— START RECORDED DATA —

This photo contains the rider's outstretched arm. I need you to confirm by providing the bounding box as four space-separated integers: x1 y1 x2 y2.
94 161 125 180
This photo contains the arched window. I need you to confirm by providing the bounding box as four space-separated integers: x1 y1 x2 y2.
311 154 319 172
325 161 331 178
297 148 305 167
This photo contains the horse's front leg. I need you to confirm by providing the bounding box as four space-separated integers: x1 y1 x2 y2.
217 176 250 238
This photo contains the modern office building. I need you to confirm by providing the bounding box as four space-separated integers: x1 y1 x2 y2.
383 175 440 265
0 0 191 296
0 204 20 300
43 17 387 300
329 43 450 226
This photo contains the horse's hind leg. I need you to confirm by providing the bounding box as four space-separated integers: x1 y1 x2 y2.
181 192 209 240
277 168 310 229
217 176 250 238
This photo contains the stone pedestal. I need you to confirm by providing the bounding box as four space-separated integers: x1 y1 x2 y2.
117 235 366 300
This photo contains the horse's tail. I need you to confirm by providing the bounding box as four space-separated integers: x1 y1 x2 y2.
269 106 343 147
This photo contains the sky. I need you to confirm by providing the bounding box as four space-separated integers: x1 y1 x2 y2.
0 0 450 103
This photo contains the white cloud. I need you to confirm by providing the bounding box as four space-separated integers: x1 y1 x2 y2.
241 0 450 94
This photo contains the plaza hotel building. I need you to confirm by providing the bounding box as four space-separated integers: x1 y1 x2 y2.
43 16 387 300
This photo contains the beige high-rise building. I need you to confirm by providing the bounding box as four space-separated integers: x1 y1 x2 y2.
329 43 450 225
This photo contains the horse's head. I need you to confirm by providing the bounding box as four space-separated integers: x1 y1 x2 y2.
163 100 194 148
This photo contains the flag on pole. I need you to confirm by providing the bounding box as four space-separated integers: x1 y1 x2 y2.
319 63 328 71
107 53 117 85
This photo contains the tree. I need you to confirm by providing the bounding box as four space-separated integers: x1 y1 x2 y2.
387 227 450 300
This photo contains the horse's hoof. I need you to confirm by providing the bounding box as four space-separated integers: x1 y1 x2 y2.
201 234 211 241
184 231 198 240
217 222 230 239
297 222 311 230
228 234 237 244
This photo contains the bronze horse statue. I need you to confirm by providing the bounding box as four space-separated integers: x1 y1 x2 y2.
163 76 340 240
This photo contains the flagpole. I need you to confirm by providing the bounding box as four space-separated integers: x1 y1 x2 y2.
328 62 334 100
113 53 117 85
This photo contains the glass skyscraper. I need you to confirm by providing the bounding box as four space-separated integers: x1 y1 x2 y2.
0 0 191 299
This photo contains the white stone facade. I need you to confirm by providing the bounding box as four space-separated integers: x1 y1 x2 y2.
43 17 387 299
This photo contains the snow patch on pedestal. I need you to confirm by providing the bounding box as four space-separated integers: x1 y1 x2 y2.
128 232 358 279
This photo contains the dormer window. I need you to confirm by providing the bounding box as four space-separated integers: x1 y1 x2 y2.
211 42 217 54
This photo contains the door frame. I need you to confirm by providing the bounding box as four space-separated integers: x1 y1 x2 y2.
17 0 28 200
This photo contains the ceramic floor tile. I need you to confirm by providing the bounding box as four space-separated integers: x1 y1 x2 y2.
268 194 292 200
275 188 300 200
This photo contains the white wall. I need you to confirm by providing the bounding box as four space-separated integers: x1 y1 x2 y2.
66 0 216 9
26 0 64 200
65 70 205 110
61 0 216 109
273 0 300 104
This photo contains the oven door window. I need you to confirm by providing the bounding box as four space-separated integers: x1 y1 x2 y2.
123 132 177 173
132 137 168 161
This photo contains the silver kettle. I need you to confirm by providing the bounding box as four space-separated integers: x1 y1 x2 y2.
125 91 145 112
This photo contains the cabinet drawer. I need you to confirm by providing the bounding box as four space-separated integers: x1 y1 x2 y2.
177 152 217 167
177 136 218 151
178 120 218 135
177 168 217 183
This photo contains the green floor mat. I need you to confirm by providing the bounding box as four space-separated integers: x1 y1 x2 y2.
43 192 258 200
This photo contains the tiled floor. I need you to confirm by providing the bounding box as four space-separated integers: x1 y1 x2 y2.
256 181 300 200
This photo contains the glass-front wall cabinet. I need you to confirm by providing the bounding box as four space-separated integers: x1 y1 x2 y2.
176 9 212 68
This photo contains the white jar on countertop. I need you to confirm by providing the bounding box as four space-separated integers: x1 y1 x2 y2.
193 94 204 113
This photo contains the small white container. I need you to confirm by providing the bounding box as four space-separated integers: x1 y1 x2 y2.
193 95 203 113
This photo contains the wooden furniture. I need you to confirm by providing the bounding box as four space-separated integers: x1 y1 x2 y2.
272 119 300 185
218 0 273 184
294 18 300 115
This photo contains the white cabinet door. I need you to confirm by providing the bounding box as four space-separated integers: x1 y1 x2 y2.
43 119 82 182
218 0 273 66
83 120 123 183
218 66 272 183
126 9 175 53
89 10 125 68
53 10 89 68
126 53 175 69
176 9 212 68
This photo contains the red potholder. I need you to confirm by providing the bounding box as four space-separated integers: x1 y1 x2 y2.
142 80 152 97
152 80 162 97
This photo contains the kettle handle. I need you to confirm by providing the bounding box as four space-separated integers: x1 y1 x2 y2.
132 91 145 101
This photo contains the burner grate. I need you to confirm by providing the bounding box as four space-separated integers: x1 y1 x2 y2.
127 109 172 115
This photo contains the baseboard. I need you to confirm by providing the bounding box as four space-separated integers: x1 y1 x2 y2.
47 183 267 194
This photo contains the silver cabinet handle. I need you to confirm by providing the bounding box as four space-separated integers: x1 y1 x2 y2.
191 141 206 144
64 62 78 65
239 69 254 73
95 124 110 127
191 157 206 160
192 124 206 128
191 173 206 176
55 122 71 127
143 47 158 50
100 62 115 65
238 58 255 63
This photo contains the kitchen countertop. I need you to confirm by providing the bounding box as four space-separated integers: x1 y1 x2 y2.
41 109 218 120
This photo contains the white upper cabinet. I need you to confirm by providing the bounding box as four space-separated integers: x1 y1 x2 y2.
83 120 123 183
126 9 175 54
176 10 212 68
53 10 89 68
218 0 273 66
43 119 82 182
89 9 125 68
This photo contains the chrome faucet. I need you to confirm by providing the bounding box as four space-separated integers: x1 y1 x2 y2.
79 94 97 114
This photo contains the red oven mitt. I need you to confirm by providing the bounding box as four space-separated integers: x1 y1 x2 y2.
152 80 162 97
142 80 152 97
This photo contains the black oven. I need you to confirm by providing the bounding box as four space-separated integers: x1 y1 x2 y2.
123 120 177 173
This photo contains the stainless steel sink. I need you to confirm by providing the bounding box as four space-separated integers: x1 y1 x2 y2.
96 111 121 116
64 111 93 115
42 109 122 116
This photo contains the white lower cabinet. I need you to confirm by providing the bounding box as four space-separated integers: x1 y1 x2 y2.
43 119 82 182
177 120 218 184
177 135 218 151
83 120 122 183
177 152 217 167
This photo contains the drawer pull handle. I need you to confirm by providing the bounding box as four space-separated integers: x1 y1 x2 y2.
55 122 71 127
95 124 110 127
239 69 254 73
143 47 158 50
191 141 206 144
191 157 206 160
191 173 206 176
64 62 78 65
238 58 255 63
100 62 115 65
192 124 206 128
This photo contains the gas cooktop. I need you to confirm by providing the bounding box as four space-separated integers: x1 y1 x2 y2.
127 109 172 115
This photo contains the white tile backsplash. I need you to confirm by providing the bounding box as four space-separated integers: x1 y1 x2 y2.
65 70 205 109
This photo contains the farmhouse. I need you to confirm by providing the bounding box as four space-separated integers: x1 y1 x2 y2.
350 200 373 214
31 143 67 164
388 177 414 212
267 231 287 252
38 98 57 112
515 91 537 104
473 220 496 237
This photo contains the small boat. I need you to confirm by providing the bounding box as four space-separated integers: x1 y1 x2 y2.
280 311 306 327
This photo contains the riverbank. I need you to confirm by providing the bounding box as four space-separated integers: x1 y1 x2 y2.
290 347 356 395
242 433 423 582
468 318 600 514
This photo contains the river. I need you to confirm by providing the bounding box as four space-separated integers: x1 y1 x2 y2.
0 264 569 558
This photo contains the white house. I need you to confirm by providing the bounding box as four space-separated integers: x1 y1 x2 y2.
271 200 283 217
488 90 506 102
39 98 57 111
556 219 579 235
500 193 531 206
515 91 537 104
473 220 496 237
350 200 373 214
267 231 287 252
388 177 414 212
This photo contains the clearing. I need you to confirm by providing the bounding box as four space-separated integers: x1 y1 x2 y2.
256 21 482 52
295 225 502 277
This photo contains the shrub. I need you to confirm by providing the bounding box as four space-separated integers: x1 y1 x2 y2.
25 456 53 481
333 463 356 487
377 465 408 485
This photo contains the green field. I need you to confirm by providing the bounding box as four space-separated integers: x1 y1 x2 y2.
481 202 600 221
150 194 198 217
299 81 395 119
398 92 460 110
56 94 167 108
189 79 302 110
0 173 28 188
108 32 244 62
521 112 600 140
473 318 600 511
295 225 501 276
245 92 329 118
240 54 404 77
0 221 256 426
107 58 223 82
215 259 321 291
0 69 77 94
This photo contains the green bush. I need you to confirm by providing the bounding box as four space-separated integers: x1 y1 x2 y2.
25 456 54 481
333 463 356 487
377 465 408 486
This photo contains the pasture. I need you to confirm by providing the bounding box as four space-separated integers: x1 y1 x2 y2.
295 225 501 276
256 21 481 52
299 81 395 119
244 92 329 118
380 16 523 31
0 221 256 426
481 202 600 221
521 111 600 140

— END RECORDED DATA —

*GOAL*: Replace "horse's" with "stallion's" in the lines from the one containing "This photo contains the horse's hind" up to and including the one containing "241 0 450 94", and give only those lines with nothing else changed.

*OUTPUT FOR THIS EXERCISE*:
This photo contains the stallion's hind leg. I need you to confirm by providing the bounding box as four space-separated integers: x1 y1 x2 y2.
181 192 209 240
277 168 310 229
217 176 250 238
This photo contains the stone pedestal. I need you to confirm by providing the bounding box as four space-separated integers: x1 y1 x2 y2.
117 235 366 300
This photo contains the stallion's tail. I need you to confirm by providing the bounding box as four space-separated integers: x1 y1 x2 y2.
269 106 343 147
This photo contains the sky. I need you to confirm by providing the bounding box as four space-separated integers: x1 y1 x2 y2.
0 0 450 103
This photo contains the white cloud. I need you to confirm by providing the bounding box as four space-separated integers: x1 y1 x2 y2.
241 0 450 94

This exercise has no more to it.